Point annotation records:
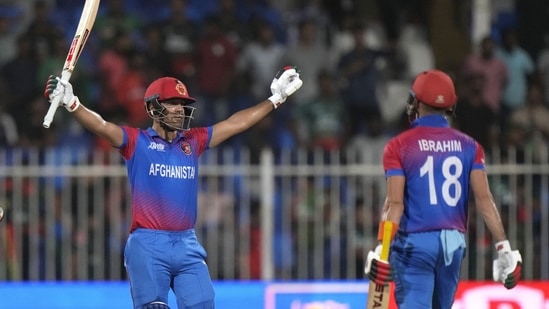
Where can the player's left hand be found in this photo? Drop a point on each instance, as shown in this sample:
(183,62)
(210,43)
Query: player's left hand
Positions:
(507,268)
(285,83)
(377,270)
(57,88)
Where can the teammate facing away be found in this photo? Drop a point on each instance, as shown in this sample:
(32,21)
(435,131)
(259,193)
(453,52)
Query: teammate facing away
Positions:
(429,170)
(162,250)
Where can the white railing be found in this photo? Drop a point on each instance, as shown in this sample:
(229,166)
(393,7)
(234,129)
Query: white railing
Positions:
(295,215)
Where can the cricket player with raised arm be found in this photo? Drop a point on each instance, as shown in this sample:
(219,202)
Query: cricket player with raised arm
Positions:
(430,170)
(162,251)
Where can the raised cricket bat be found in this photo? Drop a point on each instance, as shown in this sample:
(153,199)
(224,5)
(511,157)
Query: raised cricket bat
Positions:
(89,12)
(379,295)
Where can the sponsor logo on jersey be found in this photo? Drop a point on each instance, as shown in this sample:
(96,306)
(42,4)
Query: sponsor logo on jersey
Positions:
(157,146)
(172,171)
(186,147)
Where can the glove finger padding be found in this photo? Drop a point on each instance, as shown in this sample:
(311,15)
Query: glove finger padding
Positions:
(507,268)
(285,83)
(381,272)
(514,277)
(377,270)
(51,87)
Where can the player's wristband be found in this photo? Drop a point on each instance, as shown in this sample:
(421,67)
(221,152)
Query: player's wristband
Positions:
(71,107)
(380,230)
(276,100)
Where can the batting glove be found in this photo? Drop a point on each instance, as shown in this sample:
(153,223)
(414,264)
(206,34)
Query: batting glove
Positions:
(285,83)
(377,270)
(507,268)
(58,89)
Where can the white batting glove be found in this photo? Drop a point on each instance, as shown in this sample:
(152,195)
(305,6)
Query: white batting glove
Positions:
(507,268)
(377,270)
(285,83)
(58,89)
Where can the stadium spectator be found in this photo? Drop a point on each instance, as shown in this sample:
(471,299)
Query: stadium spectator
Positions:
(215,59)
(520,68)
(493,70)
(312,56)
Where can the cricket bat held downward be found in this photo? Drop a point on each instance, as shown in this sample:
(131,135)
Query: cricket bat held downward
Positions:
(379,295)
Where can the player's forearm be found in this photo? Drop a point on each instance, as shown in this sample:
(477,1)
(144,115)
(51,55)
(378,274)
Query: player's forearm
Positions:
(490,214)
(246,118)
(93,122)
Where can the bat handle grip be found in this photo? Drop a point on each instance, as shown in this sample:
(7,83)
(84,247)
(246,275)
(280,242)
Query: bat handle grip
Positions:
(54,104)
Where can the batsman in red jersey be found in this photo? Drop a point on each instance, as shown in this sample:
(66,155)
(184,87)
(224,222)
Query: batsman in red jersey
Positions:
(430,170)
(162,251)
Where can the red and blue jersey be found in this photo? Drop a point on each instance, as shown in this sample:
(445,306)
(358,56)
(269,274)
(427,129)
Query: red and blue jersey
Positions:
(437,161)
(163,177)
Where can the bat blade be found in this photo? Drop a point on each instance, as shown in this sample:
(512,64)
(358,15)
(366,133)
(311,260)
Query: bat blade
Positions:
(87,19)
(379,295)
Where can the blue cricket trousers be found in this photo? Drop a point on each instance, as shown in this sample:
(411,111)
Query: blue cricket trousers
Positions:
(425,278)
(157,261)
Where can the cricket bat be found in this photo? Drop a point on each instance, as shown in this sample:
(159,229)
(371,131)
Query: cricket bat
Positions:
(379,295)
(89,12)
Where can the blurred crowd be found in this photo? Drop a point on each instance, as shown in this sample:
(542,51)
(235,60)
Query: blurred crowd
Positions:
(357,59)
(357,66)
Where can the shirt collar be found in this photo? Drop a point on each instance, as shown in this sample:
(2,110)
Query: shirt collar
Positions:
(153,133)
(438,121)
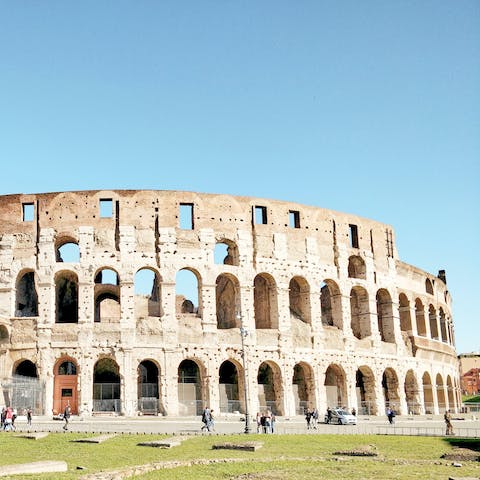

What the task requires:
Please give only the number of lines in the records above that contain the word "facing", counting matches only where the case is the same.

Written reply:
2